■ BLOCO DE TEXTO:
══════════

Além da nossa relação
estar muito desgastada...uma mulher só abraça a causa e fica ao
lado do seu companheiro dependente químico por um único sentimento,
amor (ou burrice mesmo...to brincando!). Porque é apenas o amor que
segura o peso, que soma as diferenças, que perdoa.
Então meu querido, eu
preciso deste tempo e buscar esse amor dentro de mim, a muito tempo
atrás este amor estava evidente, a flor da pele mas, aos poucos ele
foi sendo soterrado pelos desastres da vida...talvez ele ainda esteja
lá, embaixo dos escombros. Requer tempo para resgatá-lo.
Por favor entenda, eu
preciso deste tempo. Não irei mais visitá-lo por enquanto, é muito
sofrido para mim, estarei acompanhando seu tratamento a distância.
Preciso me desligar e cuidar de mim, não sou de ferro, pelo
contrário, estou dilacerada, quebrada em mil caquinhos... começando
a juntar os pedaços, um por um, mas vai levar um tempo.
Estou muito confusa, as
vezes quero colocar um motor neste barco e fazê-lo andar porque
esperar o vento sobrar as velas demora muito, outras quero pegar o
bote salva vidas e pular fora antes que ele afunde...Nosso barco esta
a deriva querido. O melhor a fazer é cada um apreender a velejar o seu
próprio barquinho agora. Quem sabe, se nenhum dos dois afundar,
estaremos prontos para um barco maior no futuro, aonde caiba nós
três.
Uma vez você disse que
eu sou pessimista, na verdade mais realista que pessimista...porém
confesso que estou “descrente” digamos assim. Um exemplo disso
são alguns blogs de companheiras de dependentes químicos que acompanho.

══════════

■ ENUNCIADO 1: Na carta ao companheiro, que partes de barco e que tipos de embarcação aparecem na comparação com o barco? Liste todos.
■ ENUNCIADO 2: Dê continuidade à carta ao companheiro dependente químico a partir da última frase mostrada.

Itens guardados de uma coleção
══════════

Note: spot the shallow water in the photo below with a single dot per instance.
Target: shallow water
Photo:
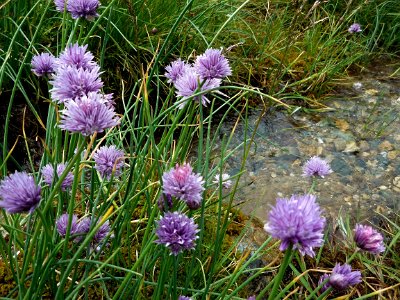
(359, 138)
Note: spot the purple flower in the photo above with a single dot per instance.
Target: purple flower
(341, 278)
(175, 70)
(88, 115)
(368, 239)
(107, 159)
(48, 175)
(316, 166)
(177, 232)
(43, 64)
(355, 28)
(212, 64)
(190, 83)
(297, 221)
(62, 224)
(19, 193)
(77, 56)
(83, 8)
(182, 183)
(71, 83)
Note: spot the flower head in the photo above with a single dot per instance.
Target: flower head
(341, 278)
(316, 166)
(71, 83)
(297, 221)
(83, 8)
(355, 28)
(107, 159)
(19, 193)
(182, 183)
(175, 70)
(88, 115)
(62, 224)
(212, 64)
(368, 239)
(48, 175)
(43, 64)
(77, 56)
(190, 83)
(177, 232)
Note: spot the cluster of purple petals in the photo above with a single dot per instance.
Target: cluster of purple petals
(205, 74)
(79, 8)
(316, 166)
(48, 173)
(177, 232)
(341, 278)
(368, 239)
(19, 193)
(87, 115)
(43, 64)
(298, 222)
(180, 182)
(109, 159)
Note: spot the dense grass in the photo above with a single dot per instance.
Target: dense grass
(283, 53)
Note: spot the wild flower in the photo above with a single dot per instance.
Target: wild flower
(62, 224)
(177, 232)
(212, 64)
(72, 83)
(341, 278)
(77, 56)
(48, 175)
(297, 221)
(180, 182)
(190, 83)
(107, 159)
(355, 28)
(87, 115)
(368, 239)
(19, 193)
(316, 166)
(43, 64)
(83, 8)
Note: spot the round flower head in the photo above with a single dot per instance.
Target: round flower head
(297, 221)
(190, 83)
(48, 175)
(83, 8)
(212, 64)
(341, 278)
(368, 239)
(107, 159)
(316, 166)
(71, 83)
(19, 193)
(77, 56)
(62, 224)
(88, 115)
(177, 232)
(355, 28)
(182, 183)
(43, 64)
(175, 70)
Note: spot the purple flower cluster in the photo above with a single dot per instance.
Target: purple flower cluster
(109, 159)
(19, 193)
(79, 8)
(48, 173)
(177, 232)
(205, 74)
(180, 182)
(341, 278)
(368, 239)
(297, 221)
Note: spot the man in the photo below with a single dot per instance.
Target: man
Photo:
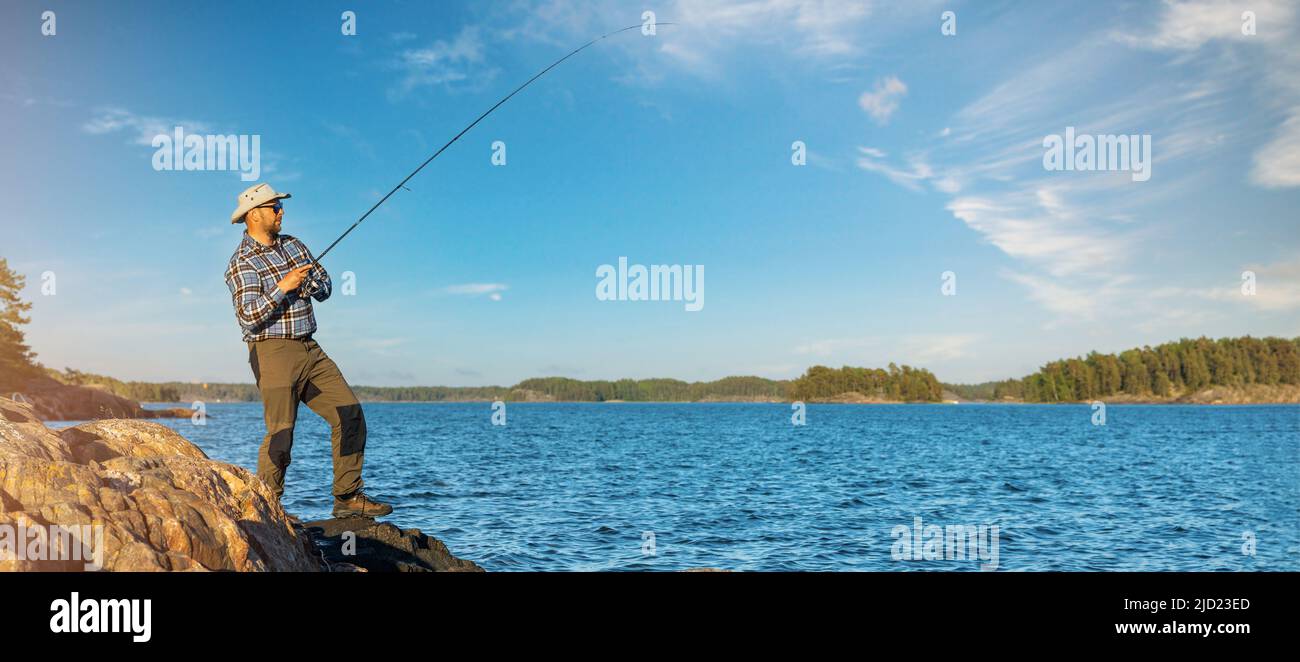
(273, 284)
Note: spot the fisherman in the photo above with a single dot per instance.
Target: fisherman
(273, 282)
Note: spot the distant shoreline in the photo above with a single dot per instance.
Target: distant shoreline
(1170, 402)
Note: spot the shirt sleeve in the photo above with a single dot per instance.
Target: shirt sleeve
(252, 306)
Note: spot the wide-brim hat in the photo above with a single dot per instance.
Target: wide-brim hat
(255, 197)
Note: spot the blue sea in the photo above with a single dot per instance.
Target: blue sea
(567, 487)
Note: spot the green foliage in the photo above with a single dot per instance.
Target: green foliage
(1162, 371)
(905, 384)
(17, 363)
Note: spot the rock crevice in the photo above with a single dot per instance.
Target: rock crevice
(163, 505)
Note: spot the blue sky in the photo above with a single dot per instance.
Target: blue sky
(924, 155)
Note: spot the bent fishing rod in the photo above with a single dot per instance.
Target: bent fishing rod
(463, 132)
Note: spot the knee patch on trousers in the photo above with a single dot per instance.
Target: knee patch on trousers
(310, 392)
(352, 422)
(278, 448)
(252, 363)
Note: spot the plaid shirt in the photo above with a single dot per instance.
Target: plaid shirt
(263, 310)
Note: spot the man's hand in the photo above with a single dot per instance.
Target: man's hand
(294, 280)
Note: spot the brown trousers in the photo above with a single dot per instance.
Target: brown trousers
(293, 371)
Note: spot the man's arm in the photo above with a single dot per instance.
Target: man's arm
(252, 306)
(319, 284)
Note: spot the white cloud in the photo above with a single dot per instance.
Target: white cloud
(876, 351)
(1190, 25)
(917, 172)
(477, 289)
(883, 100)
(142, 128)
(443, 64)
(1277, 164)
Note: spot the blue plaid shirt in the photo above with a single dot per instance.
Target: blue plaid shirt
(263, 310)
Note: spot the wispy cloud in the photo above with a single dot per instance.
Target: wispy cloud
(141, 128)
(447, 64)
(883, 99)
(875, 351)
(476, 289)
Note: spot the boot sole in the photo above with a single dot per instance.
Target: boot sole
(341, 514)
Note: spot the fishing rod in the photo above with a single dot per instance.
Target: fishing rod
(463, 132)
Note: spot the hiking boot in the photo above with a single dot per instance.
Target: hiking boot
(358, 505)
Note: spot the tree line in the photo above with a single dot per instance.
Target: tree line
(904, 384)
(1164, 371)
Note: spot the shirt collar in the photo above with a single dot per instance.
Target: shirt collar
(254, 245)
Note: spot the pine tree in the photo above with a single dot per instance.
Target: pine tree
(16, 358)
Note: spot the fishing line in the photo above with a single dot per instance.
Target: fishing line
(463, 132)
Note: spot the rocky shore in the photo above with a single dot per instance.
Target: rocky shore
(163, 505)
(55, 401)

══════════

■ RESPOSTA ESCRITA 1:
- motor
- velas
- barco
- bote salva-vidas
- barquinho

■ RESPOSTA ESCRITA 2:
Quando elas postam coisas do tipo: meu marido terminou seu
tratamento, e ele esta ótimo vamos começar uma nova vida que
felicidade...eu conto o tempo até a próxima postagem: meu marido
esta na ativa denovo, estou acabada e blablabla. Geralmente não dá
dois meses. É meu amigo, a realidade é cruel. A maioria das
estórias terminam “ele esta internado mais uma vez ou ele não é
mais meu marido”. Porém as vezes, raríssimas vezes, fico contando
o tempo esperando a clássica postagem “meu marido recaiu” e
nada, 6 meses e nada, 1 ano (eu penso comigo, agora ele vai recair) e
nada, 2 anos (bom disso não passa, é agora) e nada...5 anos (poxa,
será que ele não recai mais?) e nada, 10 anos depois e “meu
marido continua limpo”!!! E uma pequena luz no fim do tunel se
ascende, e quero tanto acreditar que nós podemos também ter isso se
soubermos trabalhar as ferramentas, se realmente criarmos uma rede de
apoio, e acima de tudo, muito amor e sinceridade. Caiçara, desde que
nos conhecemos você nunca foi totalmente sincero comigo.
Acredito que as coisas
escalaram, e você chegou no seu fundo do poço também por essa
falta de confiança no sentimento que tinhamos um pelo outro, por
medo de eu virar as costas e sair andando se você fosse honesto...
enfim, toda uma dinâmica baseada na sua falta de sinceridade comigo.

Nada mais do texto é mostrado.